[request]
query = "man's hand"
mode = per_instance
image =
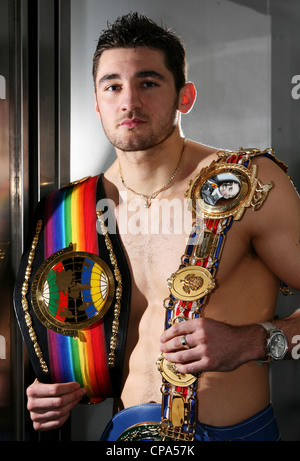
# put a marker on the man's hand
(212, 345)
(50, 404)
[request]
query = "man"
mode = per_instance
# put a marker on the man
(140, 94)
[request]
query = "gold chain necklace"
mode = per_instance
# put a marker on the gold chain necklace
(148, 198)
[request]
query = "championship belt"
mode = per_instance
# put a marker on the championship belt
(218, 196)
(72, 294)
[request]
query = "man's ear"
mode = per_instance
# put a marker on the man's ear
(97, 107)
(187, 97)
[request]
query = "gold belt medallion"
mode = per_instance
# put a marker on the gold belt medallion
(191, 283)
(72, 290)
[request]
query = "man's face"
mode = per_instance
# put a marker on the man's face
(136, 99)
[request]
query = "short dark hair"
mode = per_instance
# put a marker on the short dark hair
(134, 30)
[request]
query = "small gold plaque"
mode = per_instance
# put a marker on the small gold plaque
(72, 290)
(191, 283)
(170, 373)
(177, 411)
(223, 189)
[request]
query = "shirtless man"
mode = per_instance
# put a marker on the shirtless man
(139, 104)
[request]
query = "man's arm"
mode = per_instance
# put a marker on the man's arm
(275, 228)
(274, 232)
(50, 404)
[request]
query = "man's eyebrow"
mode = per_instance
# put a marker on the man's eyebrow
(108, 77)
(140, 74)
(150, 73)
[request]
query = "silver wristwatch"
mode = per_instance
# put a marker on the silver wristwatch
(277, 343)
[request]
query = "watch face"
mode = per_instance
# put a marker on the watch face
(278, 346)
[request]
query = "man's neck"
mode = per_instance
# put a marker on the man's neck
(148, 170)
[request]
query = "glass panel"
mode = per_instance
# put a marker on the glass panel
(5, 282)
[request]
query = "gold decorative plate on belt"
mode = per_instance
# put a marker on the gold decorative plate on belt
(191, 283)
(72, 290)
(172, 375)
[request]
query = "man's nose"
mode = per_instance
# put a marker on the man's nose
(131, 99)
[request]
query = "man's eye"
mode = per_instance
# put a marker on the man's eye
(148, 84)
(112, 88)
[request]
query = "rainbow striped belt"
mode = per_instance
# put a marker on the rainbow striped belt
(69, 216)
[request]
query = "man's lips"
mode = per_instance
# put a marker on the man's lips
(132, 122)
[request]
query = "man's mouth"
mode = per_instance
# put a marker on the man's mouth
(132, 122)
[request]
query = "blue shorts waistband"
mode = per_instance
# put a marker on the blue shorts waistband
(260, 427)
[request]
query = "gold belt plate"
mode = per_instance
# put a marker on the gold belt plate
(191, 283)
(172, 375)
(72, 290)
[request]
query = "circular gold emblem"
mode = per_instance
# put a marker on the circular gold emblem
(222, 190)
(170, 373)
(191, 283)
(72, 290)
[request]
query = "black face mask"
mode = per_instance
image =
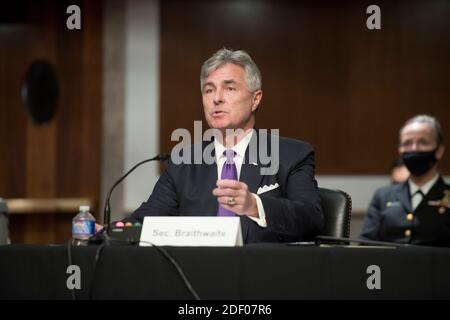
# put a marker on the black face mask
(419, 162)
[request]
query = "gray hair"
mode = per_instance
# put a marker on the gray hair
(431, 121)
(240, 58)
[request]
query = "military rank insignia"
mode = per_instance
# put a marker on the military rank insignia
(442, 204)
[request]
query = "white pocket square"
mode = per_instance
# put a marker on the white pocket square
(266, 188)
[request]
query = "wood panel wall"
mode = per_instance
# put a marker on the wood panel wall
(62, 158)
(327, 79)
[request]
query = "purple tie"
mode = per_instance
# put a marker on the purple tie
(228, 172)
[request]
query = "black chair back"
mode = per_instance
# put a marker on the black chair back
(337, 209)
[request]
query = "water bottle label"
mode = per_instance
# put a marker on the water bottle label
(83, 228)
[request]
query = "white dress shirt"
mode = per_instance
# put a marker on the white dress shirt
(239, 150)
(416, 197)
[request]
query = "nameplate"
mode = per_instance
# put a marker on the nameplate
(192, 231)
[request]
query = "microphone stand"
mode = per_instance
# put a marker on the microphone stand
(107, 208)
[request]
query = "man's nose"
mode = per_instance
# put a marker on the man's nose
(415, 147)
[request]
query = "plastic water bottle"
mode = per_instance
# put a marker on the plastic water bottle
(83, 227)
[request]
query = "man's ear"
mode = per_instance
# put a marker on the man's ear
(257, 96)
(440, 152)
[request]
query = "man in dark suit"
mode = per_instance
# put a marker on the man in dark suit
(418, 210)
(279, 205)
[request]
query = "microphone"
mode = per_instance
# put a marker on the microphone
(107, 208)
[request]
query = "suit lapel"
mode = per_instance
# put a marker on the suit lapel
(250, 175)
(403, 196)
(209, 179)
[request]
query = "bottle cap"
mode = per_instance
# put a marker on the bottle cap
(84, 208)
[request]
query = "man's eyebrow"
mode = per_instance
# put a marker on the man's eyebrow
(231, 81)
(208, 84)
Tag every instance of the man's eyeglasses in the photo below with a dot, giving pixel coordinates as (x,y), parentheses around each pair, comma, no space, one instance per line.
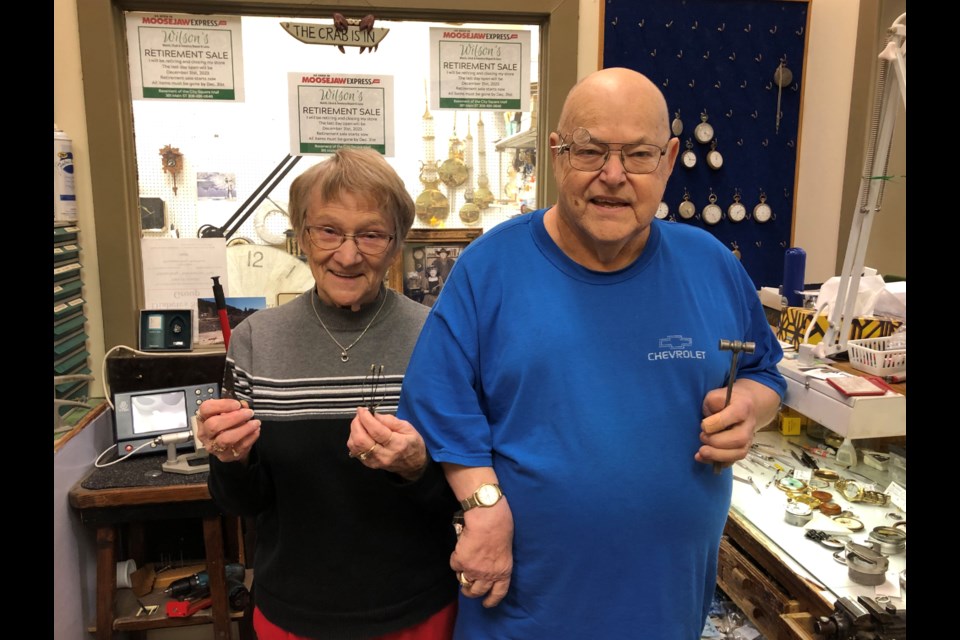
(371,243)
(585,154)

• _Work instructions_: Whenever images occur above, omit them and retype each line exactly as it stands.

• _Your solution_:
[request]
query = "man's hand"
mode = per_instance
image =
# put a marker on the man's hand
(212, 345)
(50, 404)
[request]
query = "man"
mode = per_instance
# put a marker on the man
(140, 94)
[request]
query = "gold chain necklace"
mode = per_instance
# put a marker on the gold chain necklace
(148, 198)
[request]
query = "championship belt"
mode = per_instance
# put a marker on the championship belt
(218, 196)
(72, 294)
[request]
query = "man's ear"
mode = per_instance
# put a marker on the man's ear
(97, 107)
(187, 97)
[request]
query = "gold belt medallion"
mode = per_instance
# put a marker on the gold belt medallion
(191, 283)
(72, 290)
[request]
query = "man's face"
mode = per_instance
# put a marker on the man's face
(136, 99)
[request]
query = "short dark hair"
mode = per_instance
# put a marker on the short dark hair
(134, 30)
[request]
query = "small gold plaque"
mode = per_instance
# put a marker on the small gold plaque
(72, 290)
(191, 283)
(170, 373)
(177, 411)
(223, 189)
[request]
query = "shirtless man"
mode = per_instance
# put a marker on the shirtless man
(139, 104)
[request]
query = "man's arm"
mode = per_instance
# put a marker on the man's arm
(275, 228)
(274, 232)
(50, 404)
[request]
query = "man's eyebrow"
mode = per_instance
# put a marker on the man's eyebrow
(108, 77)
(140, 74)
(150, 73)
[request]
query = "silver wristwatch"
mode = per_instance
# put a marker on the silver wristwatch
(277, 343)
[request]
query = "watch face"
mode = per_instance
# put a marker on the watch face
(278, 346)
[request]
query = "man's neck"
mode = per_instance
# put a marker on the man's neck
(148, 170)
[request]
query = "glass panel"
mode = per_instance
# put a marker on the glass panel
(5, 282)
[request]
query = "gold decorative plate on belt"
mode = per_instance
# put a marker on the gold decorative plate on belt
(191, 283)
(72, 290)
(172, 375)
[request]
query = "man's nose"
mode = per_instance
# put a marker on the man's nose
(131, 99)
[request]
query = "man's eye"
mode = per_instance
# put a marker on the man's eye
(148, 84)
(112, 88)
[request]
query = "rainbow striped belt"
mode = per_instance
# put a marker on the rainbow striped belt
(69, 216)
[request]
query = "man's lips"
mode = per_instance
# put a marker on the man's lips
(132, 122)
[request]
query = "man's mouth"
mode = per_instance
# put a marker on the man's mouth
(132, 122)
[request]
query = "blue shorts waistband"
mode = per_instance
# put a marker on the blue shorts waistband
(260, 427)
[request]
query = "gold belt plate"
mode = per_instance
# put a marker on the gold belt plate
(191, 283)
(172, 375)
(72, 290)
[request]
query = "circular gold emblem"
mode = per_instance
# put a marker on the circular gold emblem
(222, 190)
(170, 373)
(191, 283)
(72, 290)
[request]
query = "black face mask"
mode = per_instance
image =
# put a marker on the black face mask
(419, 162)
[request]
query = "gray hair"
mode = per_instance
# put a marker on the gray hair
(431, 121)
(240, 58)
[request]
query = "military rank insignia"
mode = per_instance
# put a marker on the military rank insignia
(442, 204)
[request]
query = "white pocket square"
mode = per_instance
# put a marker on the white pocket square
(266, 188)
[request]
query = "wood panel wall"
mode = per_instance
# put a marker on the wood panel wall
(62, 158)
(327, 79)
[request]
query = "purple tie"
mode = per_instance
# put a marker on the purple tie
(228, 172)
[request]
query = "black chair back"
mode = per_instance
# put a marker on the black chair back
(337, 209)
[request]
query = "water bottle label"
mode = per_instance
# put a marker on the water bottle label
(83, 228)
[request]
query = "white dress shirt"
mode = per_instance
# put a marker on the white dress shirt
(239, 150)
(416, 197)
[request]
query = "nameplate"
mode = per_instance
# put a marker on the nameplate
(192, 231)
[request]
query = "microphone stand"
mode = per_instance
# put a marker on the microphone stand
(107, 208)
[request]
query = "man's nose"
mode = per_instance
# put a marker on the man's nose
(415, 147)
[request]
query = "plastic water bottle"
mode = per_instance
# put a marker on the plastic water bottle
(83, 227)
[request]
query = "man's ear"
mode = per_instance
# put a marker on the man's ear
(257, 96)
(440, 152)
[request]
query = "man in dark suit"
mode = per_instance
# put a marker on the man in dark suit
(418, 210)
(279, 205)
[request]
query = "microphone"
mode = per_instance
# put a marker on the microphone
(107, 208)
[request]
query = "suit lapel"
mode = per_instance
# put a marker on the suit lapel
(250, 175)
(403, 196)
(209, 179)
[request]
query = "bottle cap"
mode = per_instance
# put a marker on the bottle cap
(84, 208)
[request]
query = "man's eyebrow"
mode = per_instance
# put a marker on the man's eyebrow
(231, 81)
(208, 84)
Tag every instance of the man's eyeglasses in the photo below with a dot, giving pixel coordinates as (x,y), parentheses around each pair, comma, no space, one instance per line.
(371,243)
(585,154)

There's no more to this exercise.